*Exercise goal*
Put the rows from the start of the records through the line containing "[(167, 13)]" into a Markdown table with the columns No. and Line, numbering each line. Leave out the pictures and any blank lines.

Records from a data source:
>>>
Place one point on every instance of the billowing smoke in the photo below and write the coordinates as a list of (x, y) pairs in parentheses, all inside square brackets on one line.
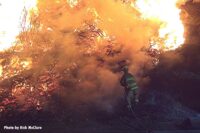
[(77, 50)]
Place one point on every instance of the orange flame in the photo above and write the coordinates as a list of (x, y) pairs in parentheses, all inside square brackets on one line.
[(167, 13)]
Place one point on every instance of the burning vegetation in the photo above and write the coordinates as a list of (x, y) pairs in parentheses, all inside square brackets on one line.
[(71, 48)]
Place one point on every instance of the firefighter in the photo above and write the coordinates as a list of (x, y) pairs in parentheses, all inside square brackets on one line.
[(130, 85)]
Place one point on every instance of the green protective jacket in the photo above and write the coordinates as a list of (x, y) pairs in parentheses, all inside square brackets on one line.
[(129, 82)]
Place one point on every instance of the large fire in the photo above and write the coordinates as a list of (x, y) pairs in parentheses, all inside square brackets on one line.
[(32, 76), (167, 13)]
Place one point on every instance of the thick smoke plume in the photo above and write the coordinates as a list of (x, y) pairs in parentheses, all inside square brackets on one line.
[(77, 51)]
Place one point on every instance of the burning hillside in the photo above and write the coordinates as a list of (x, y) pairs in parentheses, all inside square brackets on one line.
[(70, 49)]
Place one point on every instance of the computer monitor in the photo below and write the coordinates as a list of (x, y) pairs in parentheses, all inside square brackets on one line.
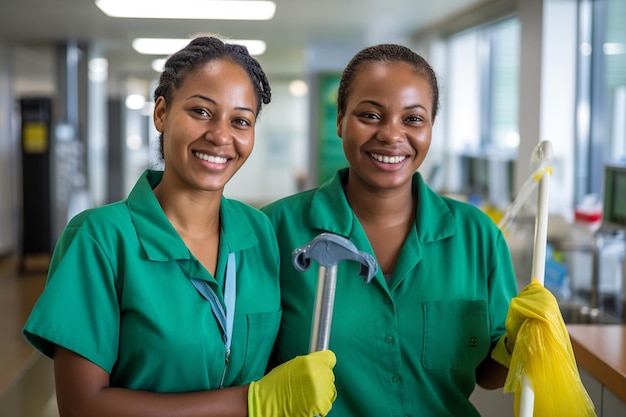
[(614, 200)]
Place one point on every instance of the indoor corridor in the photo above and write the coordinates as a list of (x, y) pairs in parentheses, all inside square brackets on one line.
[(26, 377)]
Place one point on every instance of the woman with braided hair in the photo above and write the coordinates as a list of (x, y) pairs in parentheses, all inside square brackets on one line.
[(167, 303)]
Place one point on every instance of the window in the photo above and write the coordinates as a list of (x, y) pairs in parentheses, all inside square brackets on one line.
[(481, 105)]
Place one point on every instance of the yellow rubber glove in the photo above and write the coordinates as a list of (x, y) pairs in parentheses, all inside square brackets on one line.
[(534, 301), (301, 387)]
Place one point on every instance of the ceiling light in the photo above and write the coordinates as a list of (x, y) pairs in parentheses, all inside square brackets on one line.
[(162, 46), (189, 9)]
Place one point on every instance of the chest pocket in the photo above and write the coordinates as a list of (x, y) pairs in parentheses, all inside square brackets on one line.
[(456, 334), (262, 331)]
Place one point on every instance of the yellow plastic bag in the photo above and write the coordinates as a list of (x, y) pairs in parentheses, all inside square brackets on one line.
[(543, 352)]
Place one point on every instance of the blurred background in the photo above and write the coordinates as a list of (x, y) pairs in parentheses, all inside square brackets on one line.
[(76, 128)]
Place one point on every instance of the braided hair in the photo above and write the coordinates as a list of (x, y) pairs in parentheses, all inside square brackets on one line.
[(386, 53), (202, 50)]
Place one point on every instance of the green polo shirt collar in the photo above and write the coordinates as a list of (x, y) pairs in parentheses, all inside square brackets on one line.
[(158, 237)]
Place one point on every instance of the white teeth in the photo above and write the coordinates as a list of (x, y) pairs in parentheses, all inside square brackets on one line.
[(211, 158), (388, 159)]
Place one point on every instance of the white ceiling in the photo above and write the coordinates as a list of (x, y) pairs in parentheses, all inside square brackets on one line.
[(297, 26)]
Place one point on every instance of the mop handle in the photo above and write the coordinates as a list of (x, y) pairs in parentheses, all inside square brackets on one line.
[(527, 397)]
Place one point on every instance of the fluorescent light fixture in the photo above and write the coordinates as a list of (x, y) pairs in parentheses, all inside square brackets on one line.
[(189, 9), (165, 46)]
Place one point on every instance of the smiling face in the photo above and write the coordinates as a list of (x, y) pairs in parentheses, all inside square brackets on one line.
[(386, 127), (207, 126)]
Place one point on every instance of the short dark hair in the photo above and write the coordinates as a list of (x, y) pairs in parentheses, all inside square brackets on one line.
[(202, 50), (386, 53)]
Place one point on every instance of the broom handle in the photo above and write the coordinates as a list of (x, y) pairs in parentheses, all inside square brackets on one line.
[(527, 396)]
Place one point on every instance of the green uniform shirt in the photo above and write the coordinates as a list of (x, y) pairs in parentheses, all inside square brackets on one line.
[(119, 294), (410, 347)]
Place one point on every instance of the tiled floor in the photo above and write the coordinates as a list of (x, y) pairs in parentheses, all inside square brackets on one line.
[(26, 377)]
<<<
*Result of this exercise*
| No. | Line |
|---|---|
| 1 | Place one point on every instance of the billowing smoke in the photo below and write the coordinates as a list of (x, y) pairs in parentheses, all inside square brackets on one line. |
| 2 | [(77, 50)] |
| 3 | Place one point on every instance of the orange flame in the photo above and write the coordinates as a list of (x, y) pairs in parentheses, all inside square brackets on one line. |
| 4 | [(167, 13)] |